:: Records ::

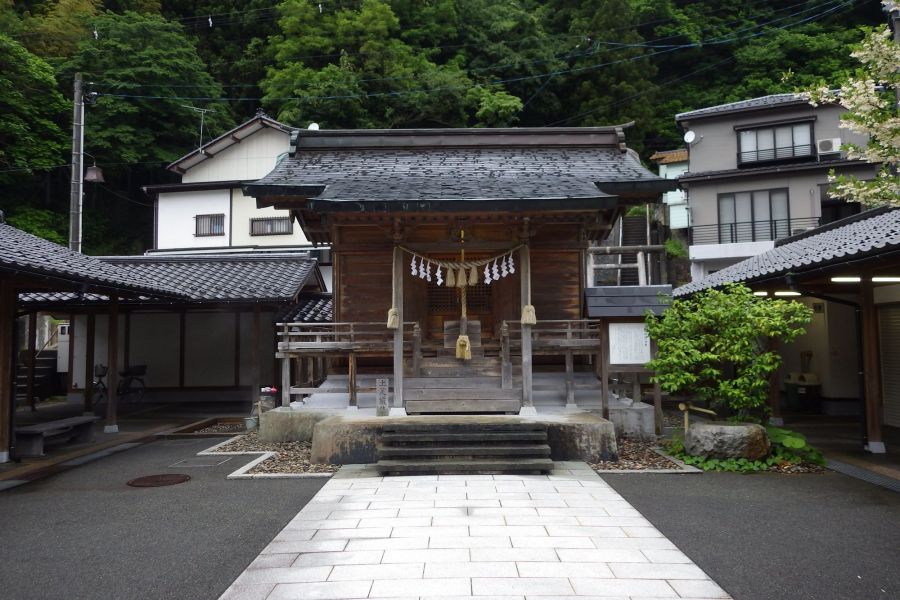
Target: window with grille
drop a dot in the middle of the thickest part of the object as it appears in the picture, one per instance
(272, 226)
(207, 225)
(788, 141)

:::

* [Exercise directions] Keep the pictures out and transcribe the entries exactly.

* [Task response]
Target: window with grille
drop a dot in the middle of the thickest part of the object as it appears in the picture, one per instance
(272, 226)
(207, 225)
(788, 141)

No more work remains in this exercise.